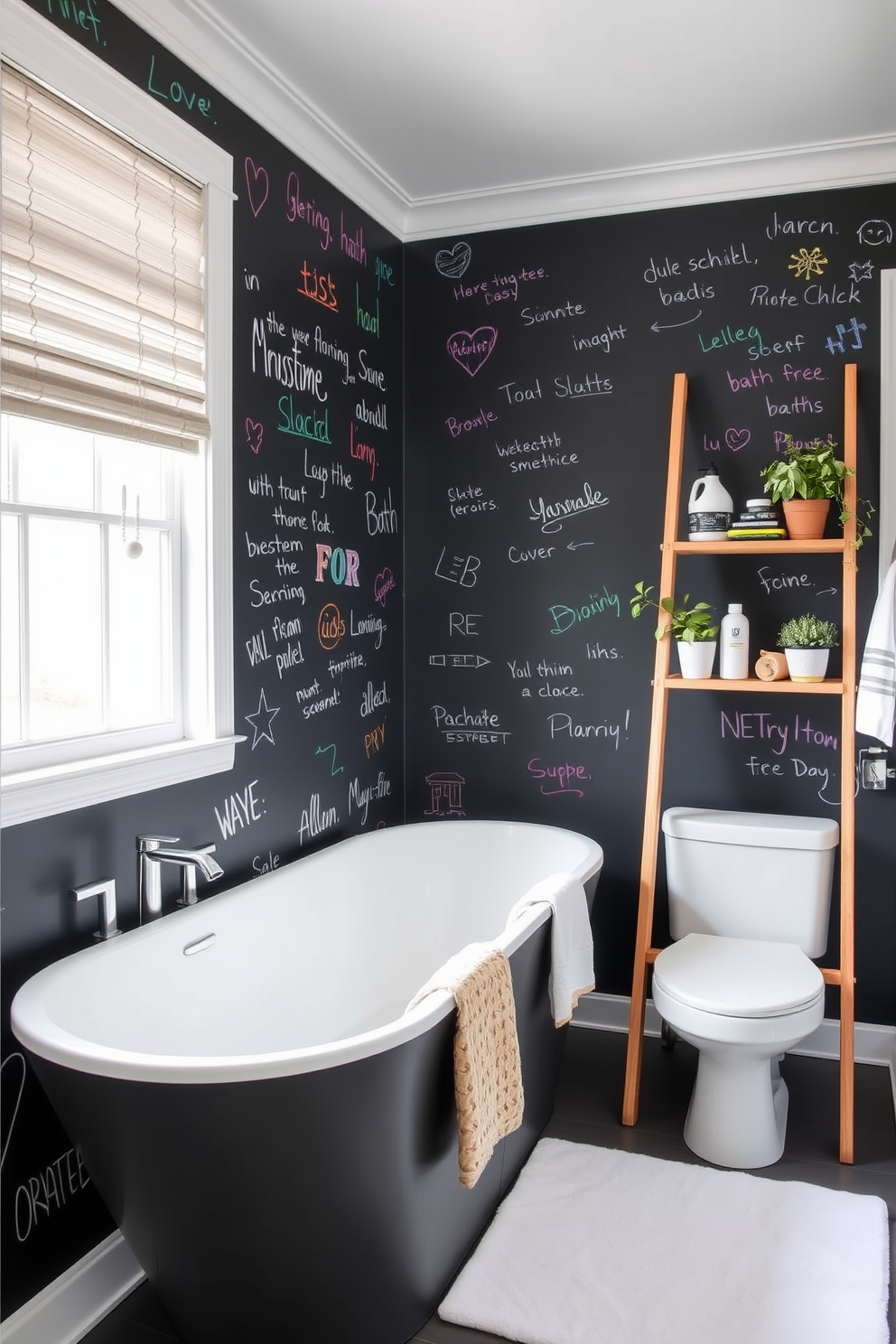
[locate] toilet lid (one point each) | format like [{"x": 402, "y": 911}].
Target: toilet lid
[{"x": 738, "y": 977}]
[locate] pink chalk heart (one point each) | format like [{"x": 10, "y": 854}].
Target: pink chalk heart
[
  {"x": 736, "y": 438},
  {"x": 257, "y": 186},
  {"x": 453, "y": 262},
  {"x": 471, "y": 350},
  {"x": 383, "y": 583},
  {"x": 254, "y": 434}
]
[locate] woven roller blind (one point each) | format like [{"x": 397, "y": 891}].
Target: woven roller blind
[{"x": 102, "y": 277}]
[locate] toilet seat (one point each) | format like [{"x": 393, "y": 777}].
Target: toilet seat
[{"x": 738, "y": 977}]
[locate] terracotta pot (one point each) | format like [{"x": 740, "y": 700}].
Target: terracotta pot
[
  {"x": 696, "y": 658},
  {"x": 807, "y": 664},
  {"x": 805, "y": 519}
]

==

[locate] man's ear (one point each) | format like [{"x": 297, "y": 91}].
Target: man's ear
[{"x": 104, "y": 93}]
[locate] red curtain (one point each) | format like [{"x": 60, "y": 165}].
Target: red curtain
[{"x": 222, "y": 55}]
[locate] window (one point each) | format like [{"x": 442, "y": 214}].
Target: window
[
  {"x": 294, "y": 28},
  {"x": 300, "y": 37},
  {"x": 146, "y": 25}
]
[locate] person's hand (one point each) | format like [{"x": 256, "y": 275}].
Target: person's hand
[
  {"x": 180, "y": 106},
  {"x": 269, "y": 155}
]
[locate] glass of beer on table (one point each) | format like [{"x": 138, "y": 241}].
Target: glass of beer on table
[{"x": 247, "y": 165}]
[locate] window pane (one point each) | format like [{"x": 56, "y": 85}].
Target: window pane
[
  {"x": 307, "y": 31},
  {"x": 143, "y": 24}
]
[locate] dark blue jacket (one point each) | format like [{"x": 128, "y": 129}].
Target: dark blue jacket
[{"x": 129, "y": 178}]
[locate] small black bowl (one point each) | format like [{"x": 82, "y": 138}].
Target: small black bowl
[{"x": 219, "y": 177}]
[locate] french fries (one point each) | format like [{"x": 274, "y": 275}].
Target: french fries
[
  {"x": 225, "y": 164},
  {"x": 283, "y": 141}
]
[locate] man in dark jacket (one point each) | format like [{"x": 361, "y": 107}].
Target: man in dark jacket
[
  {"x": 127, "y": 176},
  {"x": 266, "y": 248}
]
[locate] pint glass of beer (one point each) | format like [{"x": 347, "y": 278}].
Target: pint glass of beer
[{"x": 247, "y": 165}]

### Do this
Identify each line in the entries where the word "window" appears, and copy those lines out in full.

### Written solution
[locate] window (one point each) | format like [{"x": 442, "y": 214}].
Target: window
[locate] window pane (one point each) | format like [{"x": 56, "y": 85}].
Target: window pane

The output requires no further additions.